◆ **DATA SHOWN**:
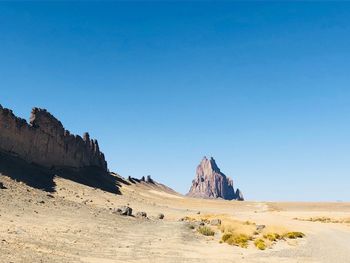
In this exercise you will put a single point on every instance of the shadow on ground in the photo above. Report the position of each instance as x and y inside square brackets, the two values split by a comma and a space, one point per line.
[42, 178]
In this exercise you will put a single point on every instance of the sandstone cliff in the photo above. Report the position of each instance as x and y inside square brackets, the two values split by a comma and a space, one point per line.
[45, 142]
[210, 182]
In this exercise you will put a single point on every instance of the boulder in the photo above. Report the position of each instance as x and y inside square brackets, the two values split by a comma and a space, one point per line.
[215, 222]
[160, 216]
[141, 214]
[124, 211]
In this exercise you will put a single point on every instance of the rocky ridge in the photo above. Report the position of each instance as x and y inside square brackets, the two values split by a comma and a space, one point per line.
[210, 182]
[45, 142]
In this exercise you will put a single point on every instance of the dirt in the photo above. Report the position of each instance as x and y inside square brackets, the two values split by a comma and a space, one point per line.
[75, 223]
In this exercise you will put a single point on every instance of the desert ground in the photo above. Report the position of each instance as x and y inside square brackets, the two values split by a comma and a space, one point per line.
[74, 222]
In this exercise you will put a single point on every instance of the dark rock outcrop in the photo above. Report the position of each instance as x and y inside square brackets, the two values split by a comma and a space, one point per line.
[210, 182]
[45, 142]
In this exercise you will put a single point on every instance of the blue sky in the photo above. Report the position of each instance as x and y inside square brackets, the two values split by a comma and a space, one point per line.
[261, 86]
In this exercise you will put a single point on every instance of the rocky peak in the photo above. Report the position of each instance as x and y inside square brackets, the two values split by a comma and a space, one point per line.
[210, 182]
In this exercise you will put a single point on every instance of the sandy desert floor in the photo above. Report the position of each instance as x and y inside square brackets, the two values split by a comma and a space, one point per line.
[74, 223]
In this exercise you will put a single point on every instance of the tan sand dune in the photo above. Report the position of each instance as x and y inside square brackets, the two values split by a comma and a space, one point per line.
[74, 223]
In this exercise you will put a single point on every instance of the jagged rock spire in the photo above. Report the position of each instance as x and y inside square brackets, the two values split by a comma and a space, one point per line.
[210, 182]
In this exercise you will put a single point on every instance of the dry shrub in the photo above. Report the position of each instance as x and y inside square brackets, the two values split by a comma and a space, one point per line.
[205, 230]
[260, 244]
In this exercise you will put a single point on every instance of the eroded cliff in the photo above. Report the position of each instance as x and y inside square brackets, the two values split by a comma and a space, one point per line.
[45, 142]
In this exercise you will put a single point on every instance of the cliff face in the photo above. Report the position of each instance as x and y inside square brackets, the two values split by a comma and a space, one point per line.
[210, 182]
[44, 141]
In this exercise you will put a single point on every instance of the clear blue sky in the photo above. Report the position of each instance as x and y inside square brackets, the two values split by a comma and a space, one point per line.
[262, 87]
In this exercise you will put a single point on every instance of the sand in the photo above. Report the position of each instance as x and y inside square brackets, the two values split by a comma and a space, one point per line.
[75, 223]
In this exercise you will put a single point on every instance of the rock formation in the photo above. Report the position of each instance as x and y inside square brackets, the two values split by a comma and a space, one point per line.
[45, 142]
[210, 182]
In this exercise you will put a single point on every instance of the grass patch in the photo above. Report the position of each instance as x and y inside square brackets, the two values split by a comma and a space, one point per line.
[260, 244]
[239, 240]
[272, 236]
[205, 230]
[294, 235]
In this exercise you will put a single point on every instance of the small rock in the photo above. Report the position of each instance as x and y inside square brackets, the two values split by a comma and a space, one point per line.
[124, 211]
[160, 216]
[215, 222]
[260, 227]
[141, 214]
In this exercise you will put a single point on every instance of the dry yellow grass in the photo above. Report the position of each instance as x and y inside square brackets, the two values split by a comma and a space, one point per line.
[240, 233]
[324, 219]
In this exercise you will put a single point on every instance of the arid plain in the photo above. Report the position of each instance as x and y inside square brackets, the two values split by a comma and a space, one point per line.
[73, 222]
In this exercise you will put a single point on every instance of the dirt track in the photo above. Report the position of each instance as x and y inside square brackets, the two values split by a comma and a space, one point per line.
[75, 224]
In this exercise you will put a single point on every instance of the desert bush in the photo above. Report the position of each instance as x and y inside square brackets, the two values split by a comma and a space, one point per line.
[272, 236]
[294, 235]
[205, 230]
[260, 244]
[239, 240]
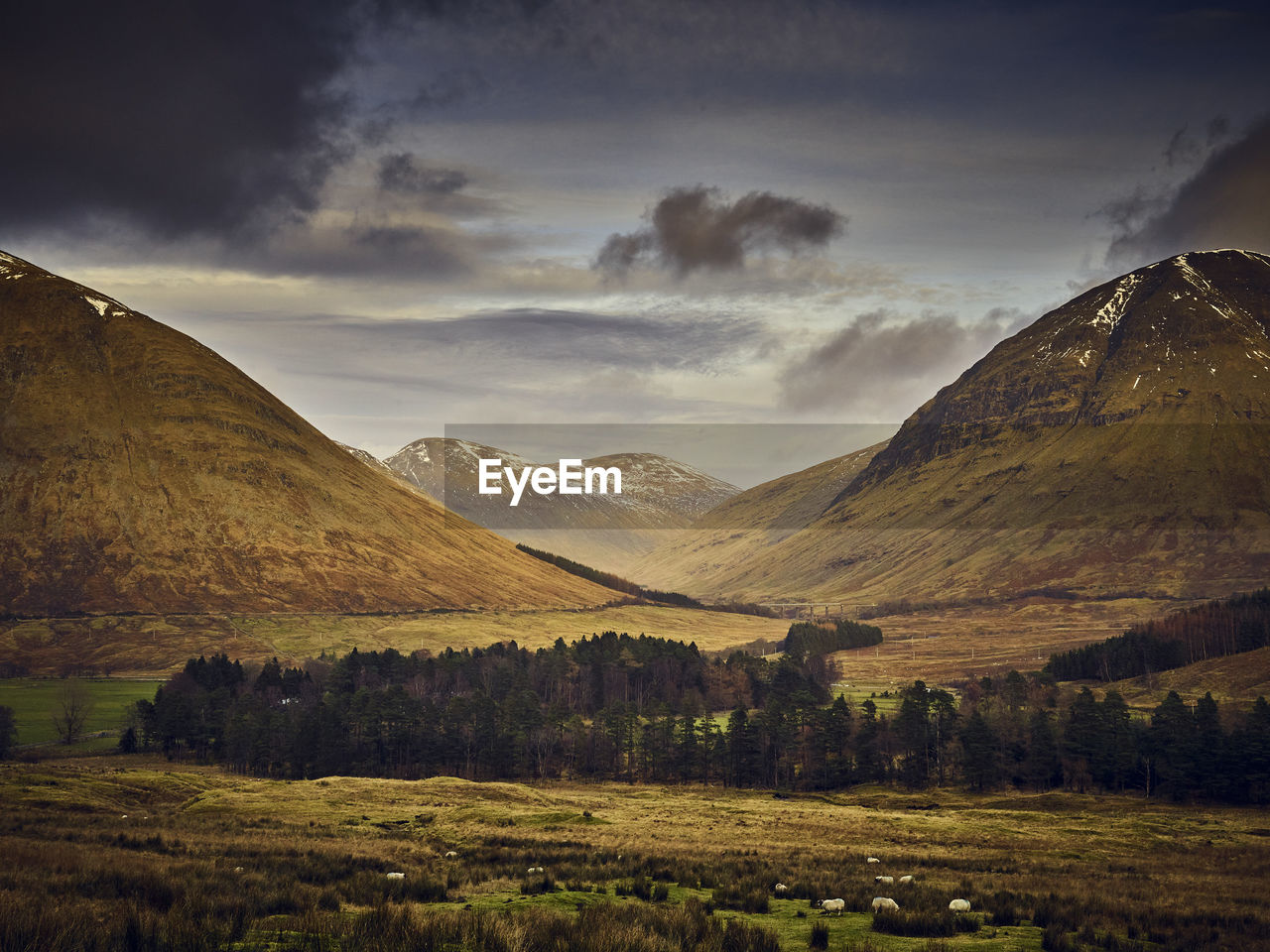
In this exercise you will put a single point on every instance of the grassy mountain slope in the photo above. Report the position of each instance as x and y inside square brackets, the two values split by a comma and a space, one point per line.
[143, 472]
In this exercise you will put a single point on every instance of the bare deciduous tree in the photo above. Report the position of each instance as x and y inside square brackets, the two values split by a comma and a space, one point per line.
[73, 705]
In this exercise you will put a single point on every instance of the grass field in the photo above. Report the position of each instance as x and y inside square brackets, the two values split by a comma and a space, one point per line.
[252, 864]
[150, 645]
[33, 701]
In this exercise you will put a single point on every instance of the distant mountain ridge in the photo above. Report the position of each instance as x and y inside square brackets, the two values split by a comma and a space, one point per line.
[1118, 444]
[606, 531]
[143, 472]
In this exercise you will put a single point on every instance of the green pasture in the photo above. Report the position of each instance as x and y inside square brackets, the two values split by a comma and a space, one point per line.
[35, 699]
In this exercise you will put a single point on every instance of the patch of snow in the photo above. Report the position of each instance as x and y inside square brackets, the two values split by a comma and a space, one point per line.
[1118, 303]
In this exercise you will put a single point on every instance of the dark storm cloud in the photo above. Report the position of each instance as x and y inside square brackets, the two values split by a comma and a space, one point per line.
[175, 118]
[883, 361]
[402, 175]
[698, 227]
[1222, 206]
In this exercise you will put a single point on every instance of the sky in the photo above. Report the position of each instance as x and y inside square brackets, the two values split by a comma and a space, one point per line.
[403, 216]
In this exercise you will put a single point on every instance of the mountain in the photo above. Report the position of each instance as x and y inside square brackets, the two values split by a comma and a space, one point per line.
[1118, 444]
[742, 527]
[606, 531]
[143, 472]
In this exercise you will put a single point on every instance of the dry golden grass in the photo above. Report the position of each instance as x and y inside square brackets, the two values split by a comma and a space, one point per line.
[942, 647]
[329, 841]
[140, 645]
[1234, 679]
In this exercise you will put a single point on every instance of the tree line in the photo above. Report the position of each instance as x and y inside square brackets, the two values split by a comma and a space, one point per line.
[649, 710]
[1211, 630]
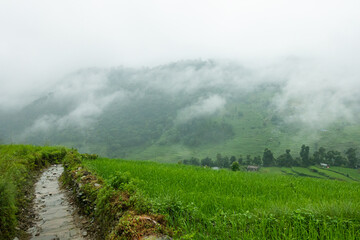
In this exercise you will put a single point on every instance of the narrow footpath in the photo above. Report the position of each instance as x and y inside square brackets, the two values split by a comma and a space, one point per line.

◆ **PROBLEM TO WORK ON**:
Once the pictures are set aside, give every line above again without alteration.

◆ **ANSWER TO THIS TASK**:
In this exercise you will put a single point on every instance of the shadow on ground in the photo above. Report the position of each instance as x and y inside square brackets, the two values split by a comma and a space, one point per line.
[42, 178]
In this exercise you will put a single point on every instance of the sandstone cliff in the photo above. Report the position of each instance as x and y inside square brackets, the two values split by a comma and a space, one point per line.
[45, 142]
[210, 182]
In this exercise you will put a single point on every instance of the boulder in the photo above. Report the position of each instance as x and y inside square brackets, the two values split by a comma and a space, one point per line.
[215, 222]
[160, 216]
[141, 214]
[124, 211]
In this exercise you will put a single point on every instance of the rocky ridge in the photo above. Report the position of each instance as x and y inside square brackets, the two values split by a comma and a space, one point per line.
[210, 182]
[45, 142]
In this exercise you will put a single point on every instance of the dirt in the photo above. Report the position of each instance as x and y inside square brackets, the two values split by a comma and a space, one point per line.
[75, 223]
In this exercise you will put a single point on every instance of the desert ground in the photo above. Report the position of each instance as x and y inside square brackets, the two values split by a comma and a space, one point per line.
[74, 222]
In this exercise you will put a single point on every instance of the dark rock outcrop in the photo above. Report the position of each instance as x and y inside square brackets, the two values split by a comma and a space, one point per line.
[210, 182]
[45, 142]
In this exercise you will put a single point on every instance of the blue sky in the photo above. Report the position of each instance as x and y inside square brackets, the two values split by a comma and a space, one point per line.
[261, 86]
In this exercise you will put a single point on every instance of the rocky peak in the photo above. Report the position of each instance as x and y inside square brackets, the two values split by a comma and a space, one point per line.
[210, 182]
In this exercise you will put a single point on every instance of the sandy desert floor in the photo above. Report the position of each instance as x and y inside square brackets, the two values split by a comma and a space, one point per line.
[74, 223]
In this exercise you will put a single point on every instance of the tan sand dune in the photo above. Report the position of each instance as x and y inside square brackets, the two values split by a comma and a space, one point per line.
[74, 223]
In this exercise you will put a single point on every instance of the jagged rock spire in the photo above. Report the position of each instance as x and y inside square brackets, the two values split by a comma and a space, one point per line.
[210, 182]
In this exercise you will put a single point on every instance of the dry shrub in the photo above. Report the position of each instance as x and y inside square brackets, the two values split by a comma and a space, one point per line.
[205, 230]
[260, 244]
In this exercise you will put a single point on every instance of the eroded cliff in the photo above. Report the position of each instance as x and y inside square brackets, the two values split by a comma and a space, one point per line.
[45, 142]
In this exercise you will put a single point on every instance of the cliff face in the photo above. Report the position of each instance as x and y inside square brackets, the two values split by a comma and a space, one point per line.
[210, 182]
[44, 141]
In this exercise you will put a single point on every instance of the clear blue sky in the photo above. Report the position of each instance as x and y inside square brackets, the two values split by a comma and a space, one point per line.
[262, 87]
In this exercise you will put a single point on every instance of the sand in the photo above. Report the position of each instance as x and y inside square brackets, the two values split by a comma and a space, one point per line.
[75, 223]
In this exercise you will put a single point on every instance of the rock formation in the photo above. Report the position of each instance as x and y inside square brackets, the two values split by a comma and a space, one point per line.
[45, 142]
[210, 182]
In this exercise you will put a single point on every instance of the grass patch in the photo above. Report the position of each instance as x and y inside square brackets, the two values split by a comma and a space, one point per line.
[260, 244]
[239, 240]
[272, 236]
[205, 230]
[294, 235]
In this exercise you will put a single point on every instance of the small rock in the photo above. Report the position of each instance as x and y inside square brackets, the two values split by a comma and a space, one point per line.
[124, 211]
[160, 216]
[215, 222]
[260, 227]
[141, 214]
In this exercise you will put a single point on every instance of the dry yellow grass in the photo above. Report the position of each instance as x and y inside square brackets, the two values split by a comma and a space, one point per line.
[240, 233]
[324, 219]
In this exercise you will put a single point on every instance of the arid plain in the photo above. Report the position of each instance as x and y inside square brackets, the two values split by a comma and a space, one point per line.
[73, 222]
In this exercise you will put a single point on every instance of the dirt track in the photo above. Report the position of each instance as x and y inside square brackets, the two values split by a comma and a space, one point per line.
[75, 224]
In this exercise you will put a single point on every instance of the desert bush in the photo above. Report the position of each instance as x and y inside square brackets, the two values split by a comma and a space, one point per line.
[272, 236]
[294, 235]
[205, 230]
[260, 244]
[239, 240]
In this exercise you will put a single point on every instance of the grassy mountain slope in the photo above. Report the position of each instance as x and y inside square brackets, the two values split by a comma and a space, one point per line.
[143, 472]
In this exercise you will put a single point on every instance of the bare deciduous tree in the photo above. Report the position of each instance as x and y inside square brackets, the two values split by a comma and a space, one point per line.
[73, 705]
In this exercise you will put a single point on every instance of the grass field in the photo above. Report the position of each instance as x and y inside square brackets, the two values split by a comma and a space, one point per line.
[252, 864]
[150, 645]
[33, 701]
In this exercise you will put a single point on every instance of the distant mountain ridge in the photo above. Report the position of each instance as x and y inside square brackets, the two values split by a comma and a space, one point per line.
[1118, 444]
[606, 531]
[143, 472]
In this exercise you will put a single point on every instance of the green pasture in the photo above. Report the position of each instance as x and y inside square brackets, the two values split by a comma and a space, one point per line.
[35, 699]
In this exercise you will put a single point on every instance of the patch of snow in the photo above. Report the position of each instance as x and y inside square brackets, the two values split by a comma and a space, one point per line.
[1118, 303]
In this exercise you will put a single point on every instance of the dark storm cloud in the photo above. Report the position of each instance as x and y inside square brackets, the two values split by a comma and a space, one point per line.
[175, 118]
[883, 361]
[402, 175]
[698, 227]
[1222, 206]
In this exercise you will put a single point on every instance of the sky in the photo above. Report the position of each instance as x and y inside square brackets, the two values split by a comma and a space, one point per line.
[403, 216]
In this exercise you will put a single point on every instance of the mountain in the photo above. Report the position of each instance as x and y inside square brackets, the two values split by a comma and a space, one point per line.
[1118, 444]
[742, 527]
[606, 531]
[143, 472]
In this exercise you will put a single point on every instance of the dry golden grass in the photo above. Report the position of each instance as x and y inside square brackets, the two values split by a comma and a space, one point per line.
[942, 647]
[329, 841]
[140, 645]
[1234, 679]
In this exercise you will put a single point on every instance of the tree line in the photo above. Report the position of each instance as x and y inside square brackets, the two values split by a comma and a space, one point per line.
[649, 710]
[1211, 630]
In this exercise you will put a single point on every instance of the narrow footpath in the photo above. Report the position of each instance as x and y inside square brackets, the two values split by a comma and a space, one point per line.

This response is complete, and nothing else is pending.